## Exercise task
Edit the data below by replacing each occurrence of "gets one marker" with "receives one point", leaving everything else unchanged.

(Extracted records)
......
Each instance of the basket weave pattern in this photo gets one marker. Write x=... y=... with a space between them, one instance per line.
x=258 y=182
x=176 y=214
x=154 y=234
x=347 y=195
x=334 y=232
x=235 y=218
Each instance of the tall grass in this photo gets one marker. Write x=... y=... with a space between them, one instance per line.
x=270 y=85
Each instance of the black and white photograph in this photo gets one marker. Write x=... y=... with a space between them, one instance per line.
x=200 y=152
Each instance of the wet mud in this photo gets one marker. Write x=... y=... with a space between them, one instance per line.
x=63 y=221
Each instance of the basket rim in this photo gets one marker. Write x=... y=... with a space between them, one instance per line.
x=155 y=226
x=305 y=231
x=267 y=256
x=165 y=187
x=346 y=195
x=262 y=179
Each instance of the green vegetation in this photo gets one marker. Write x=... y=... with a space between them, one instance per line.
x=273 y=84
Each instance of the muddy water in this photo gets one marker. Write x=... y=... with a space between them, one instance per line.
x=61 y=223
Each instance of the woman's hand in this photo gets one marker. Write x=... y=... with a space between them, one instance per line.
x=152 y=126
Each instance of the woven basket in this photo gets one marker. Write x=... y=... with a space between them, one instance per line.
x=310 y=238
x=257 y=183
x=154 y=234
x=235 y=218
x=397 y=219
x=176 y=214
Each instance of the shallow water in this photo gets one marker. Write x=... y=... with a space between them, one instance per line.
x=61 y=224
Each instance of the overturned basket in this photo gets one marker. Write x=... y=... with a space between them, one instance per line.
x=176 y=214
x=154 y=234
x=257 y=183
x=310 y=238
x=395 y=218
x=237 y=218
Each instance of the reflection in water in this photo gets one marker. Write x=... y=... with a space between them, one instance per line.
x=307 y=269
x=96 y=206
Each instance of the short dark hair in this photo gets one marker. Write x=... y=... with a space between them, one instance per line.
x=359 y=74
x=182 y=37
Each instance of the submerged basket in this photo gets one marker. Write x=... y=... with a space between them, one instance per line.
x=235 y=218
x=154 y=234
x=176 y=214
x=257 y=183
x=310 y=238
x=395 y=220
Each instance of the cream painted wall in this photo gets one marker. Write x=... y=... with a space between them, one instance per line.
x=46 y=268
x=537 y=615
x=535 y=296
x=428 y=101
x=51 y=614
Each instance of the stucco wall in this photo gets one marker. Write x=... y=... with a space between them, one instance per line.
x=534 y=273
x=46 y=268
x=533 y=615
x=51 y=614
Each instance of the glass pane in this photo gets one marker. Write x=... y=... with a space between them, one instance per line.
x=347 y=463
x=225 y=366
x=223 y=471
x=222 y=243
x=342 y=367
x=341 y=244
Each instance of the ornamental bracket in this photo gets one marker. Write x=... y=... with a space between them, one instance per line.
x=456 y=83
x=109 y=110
......
## Solved exercise
Each instance of the basket weave pattern in this photo receives one point. Write x=... y=... with a space between them, one instance per line.
x=258 y=182
x=176 y=214
x=154 y=234
x=347 y=195
x=334 y=232
x=235 y=218
Each instance of the tall grass in this photo receives one point. Write x=... y=... with a space between them, one instance per line.
x=270 y=85
Each instance of the black and white photograph in this photo receives one point. Write x=... y=... with a space between them, one instance per line.
x=200 y=152
Each instance of the wet mud in this photo receives one point. Write x=... y=... with a space between them, one instance per line.
x=63 y=221
Each instance of the basket rim in this photo receives one point. Write x=... y=... with a space between them, one instance per line.
x=155 y=226
x=305 y=231
x=267 y=256
x=165 y=187
x=346 y=195
x=262 y=179
Each instance of the green vegetation in this photo receives one point. Write x=... y=... with a space between them, one instance per line.
x=273 y=84
Each instance of the muddy water in this photo receives one point. Write x=... y=... with a space between them, one instance per line.
x=61 y=223
Each instance of the woman's hand in this photo receives one point. Write x=... y=... with a space between them, one instance per line.
x=152 y=126
Each instance of the woven basket in this photo receives one point. Write x=... y=... with a space between them, one instance per line.
x=310 y=238
x=257 y=183
x=154 y=234
x=235 y=218
x=397 y=219
x=176 y=214
Each instance of the shallow water in this photo receives one point. Write x=... y=... with a space between them, one instance per line.
x=61 y=224
Each instance of the overturned basket in this photo receives one point. Write x=... y=... with a space between them, one instance per line.
x=176 y=214
x=154 y=234
x=257 y=183
x=310 y=238
x=395 y=218
x=237 y=218
Each instance of the reflection in water in this photo receives one point. Write x=... y=... with a space between them, one instance per line.
x=307 y=269
x=96 y=206
Each instance of the short dark hair in this photo receives one point. Write x=... y=... with a space between them, one instance per line.
x=359 y=74
x=182 y=37
Each instance of the submerged basket in this photo receives one point. Write x=... y=... with a space between them, one instance per line.
x=235 y=218
x=154 y=234
x=176 y=214
x=257 y=183
x=310 y=238
x=395 y=220
Each instance of the cream painted wall in this photo receives one point. Write x=... y=... with a space between them, one instance per line.
x=46 y=268
x=537 y=615
x=535 y=296
x=428 y=101
x=51 y=614
Each instance of the stucco wall in this photo receives one point. Write x=... y=... with a space between them, one instance per line.
x=534 y=273
x=46 y=268
x=533 y=615
x=51 y=614
Each instance of the glass pane in this photo receives one point. Write x=... y=... with a space between them, one instance per line.
x=347 y=463
x=225 y=366
x=223 y=471
x=222 y=243
x=342 y=367
x=341 y=244
Each instance of the ornamental bracket in this photo receives one point. Write x=... y=... with a space between them, one instance per line.
x=456 y=83
x=109 y=110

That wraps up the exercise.